[TEXTO DADO]
━━━━━━━━━━━━━━━━━━━━━━━━━━━━━━
16. El juez nombrado fue el doctor don José de Antequera y Castro, caballero del Orden de Alcántara, que servía en aquella Real Audiencia la plaza de protector general de los indios, que como es de corto salario, y ése no siempre bien pagado, no le rendía cuanto necesitaba para mantener el esplendor correspondiente a las muchas obligaciones con que había nacido, y absolutamente se hallaba muy pobre. Era hijo de un gran ministro que habiendo servido cuarenta años a Su Majestad, y muchos de ellos oidor en la Real Audiencia de La Plata, murió al fin lleno de méritos, pero falto de medios, prueba manifiesta de su notoria integridad y rectitud, y aunque estas prendas no las heredó el hijo, pero sí la pobreza, de la cual deseoso de librarse pasó a la Corte a pretender, confiado en los méritos verdaderamente grandes de su padre y en sus propias prendas, que abultaban en su fantasía más de lo que eran en la realidad.

17. Su genio se dio presto a conocer, y mucho más el poco asiento de su juicio: era sí muy vivo de entendimiento, pero poco mirado en el hablar, siendo locuacísimo en extremo, y a ese paso poco consiguiente en sus discursos y nada acertado en las resoluciones. Preciábase grandemente de docto en el derecho, y se jactaba sin ningún reparo de su grande nobleza, no habiendo a su parecer quien le excediese. Caviloso para entablar y seguir sus veleidades, le salían de ordinario mal los fines por no forjar bien sus ideas, como se verá en los sucesos que referiremos, y lo experimentó él mismo en la Corte; pues, cuando todo le parecía poco a su ambición, no pudo conseguir otra cosa que el tenue empleo de fiscal protector de indios, que es de tan corto emolumento como dijimos; con que hubo de volverse a Indias, no sé si desengañado, pero sí quejoso de su fortuna.
━━━━━━━━━━━━━━━━━━━━━━━━━━━━━━
[DATOS PROPORCIONADOS]
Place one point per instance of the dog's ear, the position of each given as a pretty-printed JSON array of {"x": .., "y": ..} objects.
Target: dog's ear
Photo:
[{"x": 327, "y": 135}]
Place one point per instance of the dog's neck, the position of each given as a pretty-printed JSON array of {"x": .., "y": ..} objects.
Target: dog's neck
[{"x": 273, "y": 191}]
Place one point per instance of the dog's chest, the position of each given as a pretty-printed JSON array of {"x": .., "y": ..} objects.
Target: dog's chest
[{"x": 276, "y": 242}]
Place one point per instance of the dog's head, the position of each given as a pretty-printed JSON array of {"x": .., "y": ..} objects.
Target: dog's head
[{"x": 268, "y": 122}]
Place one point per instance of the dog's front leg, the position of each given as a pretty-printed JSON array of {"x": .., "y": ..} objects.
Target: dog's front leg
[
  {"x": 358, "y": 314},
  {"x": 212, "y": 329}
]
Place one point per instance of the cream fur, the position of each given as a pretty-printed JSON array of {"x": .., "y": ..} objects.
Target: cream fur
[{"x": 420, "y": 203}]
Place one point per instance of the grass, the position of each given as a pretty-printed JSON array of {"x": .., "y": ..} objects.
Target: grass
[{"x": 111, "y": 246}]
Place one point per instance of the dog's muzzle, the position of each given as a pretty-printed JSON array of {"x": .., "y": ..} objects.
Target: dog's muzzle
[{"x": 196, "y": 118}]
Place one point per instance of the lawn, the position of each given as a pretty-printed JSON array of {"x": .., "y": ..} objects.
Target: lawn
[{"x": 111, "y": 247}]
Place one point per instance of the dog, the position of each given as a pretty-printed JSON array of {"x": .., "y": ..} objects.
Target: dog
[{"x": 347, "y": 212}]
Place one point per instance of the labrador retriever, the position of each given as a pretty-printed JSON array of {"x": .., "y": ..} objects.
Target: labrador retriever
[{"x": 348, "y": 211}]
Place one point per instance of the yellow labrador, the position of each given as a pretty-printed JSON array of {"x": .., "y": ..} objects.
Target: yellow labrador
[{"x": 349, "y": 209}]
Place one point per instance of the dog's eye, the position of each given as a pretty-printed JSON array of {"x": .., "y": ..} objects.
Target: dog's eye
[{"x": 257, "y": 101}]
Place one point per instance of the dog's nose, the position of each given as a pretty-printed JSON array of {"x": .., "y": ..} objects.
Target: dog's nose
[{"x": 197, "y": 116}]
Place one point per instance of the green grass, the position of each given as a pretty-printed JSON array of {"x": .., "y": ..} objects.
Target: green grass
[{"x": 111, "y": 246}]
━━━━━━━━━━━━━━━━━━━━━━━━━━━━━━
[TAREA BREVE 1] Extraiga del listado cada línea en la que figure la cadena "green".
[TAREA BREVE 2] Prosiga el texto sobre el juez José de Antequera y Castro a partir de su última oración.
El texto y el listado proceden de fuentes distintas.

[RESPUESTA 1]
Place one point per instance of the green grass, the position of each given as a pretty-printed JSON array of {"x": .., "y": ..} objects.
Target: green grass

[RESPUESTA 2]
  —14→  

18. Deseoso de mejorarla, pretendió y alcanzó del señor arzobispo virrey don Fray Diego Morzillo, le confiriese título de gobernador interinario de la provincia del Paraguay, para después que don Diego de los Reyes concluyese el quinquenio de su gobierno; y con la noticia de haberle a este capitulado, le pareció a Antequera ocasión nacida para su deseo si se le cometiese a él la pesquisa. Consiguiola fácilmente, porque tenía en la Audiencia de Charcas algunos valedores, condolidos de su suerte, que tiraban a remediar por ese camino su pobreza, y otros que le deseaban apartar de allí por verse libres de su genio bullicioso. Diósele en 15 de enero de 1721 la provisión real para la pesquisa, y en ella, a lo que se puede colegir por los efectos, el azote para castigar los pecados de la provincia del Paraguay y el instrumento mejor de su propia ruina.

19. Salió en breve de Chuquisaca, tan engreído con las ínfulas de juez pesquisidor, como pobre de bienes de fortuna. Es yerro verdaderamente grande cometer semejantes diligencias a quien se le trasluce tanto la codicia; pues se hace vendible la justicia y se expone a manifiesto riesgo la paz de la república, la que hacen titubear las ansias del interés, cuando a semejantes sujetos el poder les suministra alientos. Y ninguna cosa clama más altamente contra los que despachan ministros dolientes de este achaque, que sus mismos rigurosos efectos; obligando a repetir con las expresivas voces del sentimiento, las que con tanta osadía levantó Batto Dálmata en la mayor publicidad contra Tiberio, llamándole promotor de las guerras del Imperio romano, porque en vez de enviar canes para defensa de las ovejas, soltaba en las provincias sangrientos lobos que las despedazasen, en los ministros inficionados de la lepra de la codicia. Verdad es ésta, que comprueba con harto fatales casos la experiencia y pudieran servir de escarmiento al tomar, quien debe, resoluciones de este porte.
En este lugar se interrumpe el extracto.